Work item: In the records below, print each line exactly and leave every image out.

Listed records:
· · ·

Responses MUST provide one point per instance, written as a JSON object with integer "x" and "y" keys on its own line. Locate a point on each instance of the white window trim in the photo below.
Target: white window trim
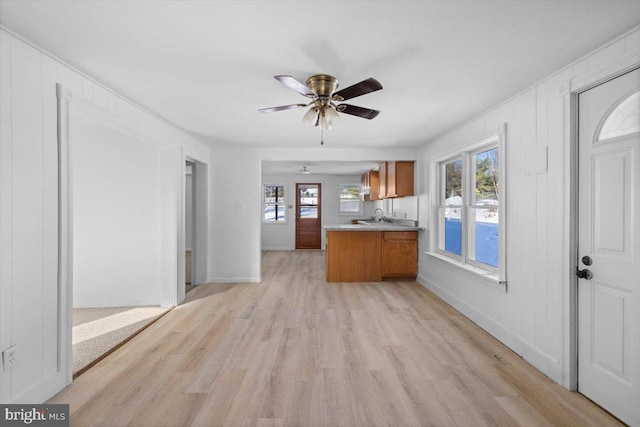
{"x": 286, "y": 196}
{"x": 360, "y": 202}
{"x": 495, "y": 275}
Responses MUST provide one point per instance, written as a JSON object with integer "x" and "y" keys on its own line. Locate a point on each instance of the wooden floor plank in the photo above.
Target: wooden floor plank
{"x": 295, "y": 350}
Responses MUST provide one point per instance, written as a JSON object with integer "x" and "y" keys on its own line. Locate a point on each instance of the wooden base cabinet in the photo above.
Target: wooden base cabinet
{"x": 353, "y": 256}
{"x": 371, "y": 256}
{"x": 400, "y": 254}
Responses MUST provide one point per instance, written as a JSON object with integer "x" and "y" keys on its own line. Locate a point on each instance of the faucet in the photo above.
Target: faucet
{"x": 381, "y": 215}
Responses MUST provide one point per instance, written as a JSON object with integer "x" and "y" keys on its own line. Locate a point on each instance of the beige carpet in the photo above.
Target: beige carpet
{"x": 98, "y": 330}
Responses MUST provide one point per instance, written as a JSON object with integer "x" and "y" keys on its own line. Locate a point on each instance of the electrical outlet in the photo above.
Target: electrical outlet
{"x": 9, "y": 358}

· · ·

Response below:
Responses MUST provide one point per instance, written as a JSON object with integer "x" and "y" keys on its own line. Locate a point on each instance of the white window trim in the photo below.
Target: white window trim
{"x": 286, "y": 196}
{"x": 360, "y": 202}
{"x": 495, "y": 275}
Responses MUST provide one point per instance, written as a JSON object with integer "x" and "y" keys on its own line. Locate a point on each instance of the wooden floor plank in the photo above.
Target: wooden floor plank
{"x": 295, "y": 350}
Responses MUST provide one point per instance, written as a JSON object with integer "x" and "y" keys on its own line. Locate a point on each instance of the wooden base cabinet in the photo above.
Target: wooden base cabinet
{"x": 353, "y": 256}
{"x": 371, "y": 256}
{"x": 400, "y": 254}
Responses MUST provide one point per instance, written as a JSON object with integer "x" and "y" keys on its own line. Locate a point on each instance of the faucet in the photo above.
Target: faucet
{"x": 381, "y": 215}
Responses MUST provide one point per instance, written as a JSON object with integer "x" and "y" keys on its own line. Locate a point on each instance of the beige carpet in the photo above.
Target: beige carpet
{"x": 98, "y": 330}
Responses MUST provide one point per instance, written as a JSON object with integer "x" and "y" keys on its own line. Locate a point on each instance of the electrical outlet in the photo above.
Target: electrical outlet
{"x": 9, "y": 358}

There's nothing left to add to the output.